_TEXT EXCERPT_.

# $15 Mil. Project: Lender needs a letter about the utilities



## Joker (Feb 16, 2016)

Hello,



The City has sold a former Fire HQ to a developer who is investing $15 million to turn it into a restaurant on the first floor and a 99 unit hotel on the upper floors.Plans have been reviewed and approved. The request from the architectural firm of record is as follows:



*****Typically, the letter issued to us from the Building Dept  stating that their plan review is complete and our building permit is ready to be paid for and picked up would suffice, but in this case we are being asked for a more clear letter relating to utilities. As we near the closing we ask for your assistance in clearly stating in a short letter that  the Building Dept  has reviewed the change in use of the property, the proposed design, all supporting information  and finds that the existing surrounding water, sewer, gas and electric infrastructure will support this project.***** 



My request for supporting documentation from the utlity companies haven't given me anything much more than "Yes we provide service in the area in question subject to the rules of the  commision in effect at the time" or  "The determination  of the acceptable level of electrical reliability is the responsibilty of the building dept. Not the the electrical company."



My question is: Has anyone dealt with this situation before? If so, how did you resolve it? It seems like if the utility companies wont give anything substantial, signed and sealed letters from engineer(s) to support my letter would be the way to go. Thoughts?


----------



## cda (Feb 16, 2016)

Missing something?

Seems like the developer would have some one review utilities to see if they can handle the load or need to be upgraded?


----------



## ICE (Feb 16, 2016)

Why would the Building Dept get between the developer and the utylity companies?  They should determine what they need and ask the utility companies if they can deliver and at what cost.


----------



## Joker (Feb 16, 2016)

CDA/ICE You guy's are always "Johnny on the Spot" and very much appreciated. We are being put in the midlle supposedly because the bank wants us to be. It looks like I'll be asking for signed and sealed docs from their engineers.


----------



## tmurray (Feb 17, 2016)

These questions are always answered by the consultants. The architectural firm might just want you to tell them this in writing so they can send that to the bank.

(Entries from a pointing dataset)
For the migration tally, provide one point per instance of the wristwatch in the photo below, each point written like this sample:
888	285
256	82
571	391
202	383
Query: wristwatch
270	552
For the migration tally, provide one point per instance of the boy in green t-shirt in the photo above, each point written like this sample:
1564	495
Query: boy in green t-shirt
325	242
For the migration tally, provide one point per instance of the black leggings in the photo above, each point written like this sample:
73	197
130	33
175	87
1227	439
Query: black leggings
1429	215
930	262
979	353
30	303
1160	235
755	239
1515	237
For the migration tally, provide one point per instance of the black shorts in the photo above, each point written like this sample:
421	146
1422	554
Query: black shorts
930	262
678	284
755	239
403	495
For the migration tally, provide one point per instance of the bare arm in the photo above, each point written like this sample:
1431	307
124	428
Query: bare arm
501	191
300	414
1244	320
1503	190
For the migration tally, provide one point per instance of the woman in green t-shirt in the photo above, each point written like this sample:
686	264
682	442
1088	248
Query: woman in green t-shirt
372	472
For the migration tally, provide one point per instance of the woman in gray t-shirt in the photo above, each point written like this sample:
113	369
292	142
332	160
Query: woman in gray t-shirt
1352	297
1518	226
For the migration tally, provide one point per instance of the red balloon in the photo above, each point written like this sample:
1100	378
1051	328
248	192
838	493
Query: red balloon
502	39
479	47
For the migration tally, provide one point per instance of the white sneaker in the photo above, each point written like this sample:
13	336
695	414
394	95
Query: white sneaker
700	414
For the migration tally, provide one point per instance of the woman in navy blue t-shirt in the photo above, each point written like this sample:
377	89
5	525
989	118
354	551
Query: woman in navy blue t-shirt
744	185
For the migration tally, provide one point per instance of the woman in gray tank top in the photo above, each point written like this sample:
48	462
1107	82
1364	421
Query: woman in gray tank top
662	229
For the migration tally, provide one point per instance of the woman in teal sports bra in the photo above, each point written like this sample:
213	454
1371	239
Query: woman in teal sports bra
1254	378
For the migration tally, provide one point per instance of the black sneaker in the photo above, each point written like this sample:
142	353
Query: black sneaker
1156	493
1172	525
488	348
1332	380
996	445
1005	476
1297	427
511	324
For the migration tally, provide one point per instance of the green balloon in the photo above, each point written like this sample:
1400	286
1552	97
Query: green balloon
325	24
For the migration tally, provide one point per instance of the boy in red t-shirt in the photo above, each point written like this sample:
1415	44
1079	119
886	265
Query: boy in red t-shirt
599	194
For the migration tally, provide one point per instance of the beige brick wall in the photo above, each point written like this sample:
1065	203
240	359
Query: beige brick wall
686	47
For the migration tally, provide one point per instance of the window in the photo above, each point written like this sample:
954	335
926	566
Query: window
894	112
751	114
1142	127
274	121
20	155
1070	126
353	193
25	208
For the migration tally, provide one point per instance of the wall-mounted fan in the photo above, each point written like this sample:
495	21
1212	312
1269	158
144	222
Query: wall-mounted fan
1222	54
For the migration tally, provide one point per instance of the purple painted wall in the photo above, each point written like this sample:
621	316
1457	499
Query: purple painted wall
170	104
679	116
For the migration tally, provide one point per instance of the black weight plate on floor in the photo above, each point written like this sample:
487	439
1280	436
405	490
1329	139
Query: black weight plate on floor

_TASK BRIEF_. Continue the forum thread about the lender's utilities letter from the point where it stops.

_RESPONSE TO THIS EXERCISE_.
----------



## steveray (Feb 17, 2016)

Post#4.....I would ask for a letter from their engineers, based on information from the utilities. No way would I personally make that assessment..."Based on information provided by X and the utility, it seems as though the existing infrastructure should be adequate, but without complete plans and calcs, I have no way of verifying this absolutely"...Or something like that...


----------



## mtlogcabin (Feb 17, 2016)

Here is my response

The existing surrounding water, sewer, gas and electric infrastructures are supplied by private utility companies. The building department does not have the proprietary information it would take to determine if the existing utilities will support this project. As the designer of record I recommend you contact each utility company for verification. 

It is not the building departments responsibility to determine the level of utilities provided only that they are available to the site


----------



## JCraver (Feb 17, 2016)

> *It is not the building departments responsibility to determine the level of utilities provided only that they are available to the site *


Unless you're me; where your City owns the water and sewer, and your Building Dept. is also the Zoning/Planning Dept., so all development approvals come through you.  It's not my responsibility to *determine* the levels, but it is to *verify* that they're sufficient.

If the water and sewer are City properties, you'll need your City engineer and/or your Public Works director to sign off on the load for the new development.  Then you'll need a different engineer to sign off on the electric and gas, assuming they're utility-owned.

Whatever you do, listen to mtlog and Steve and DO NOT put your building dept. on the hook for any verification.  Make the developer hire the necessary engineers, and have them sign off on adequacy.


----------



## linnrg (Feb 17, 2016)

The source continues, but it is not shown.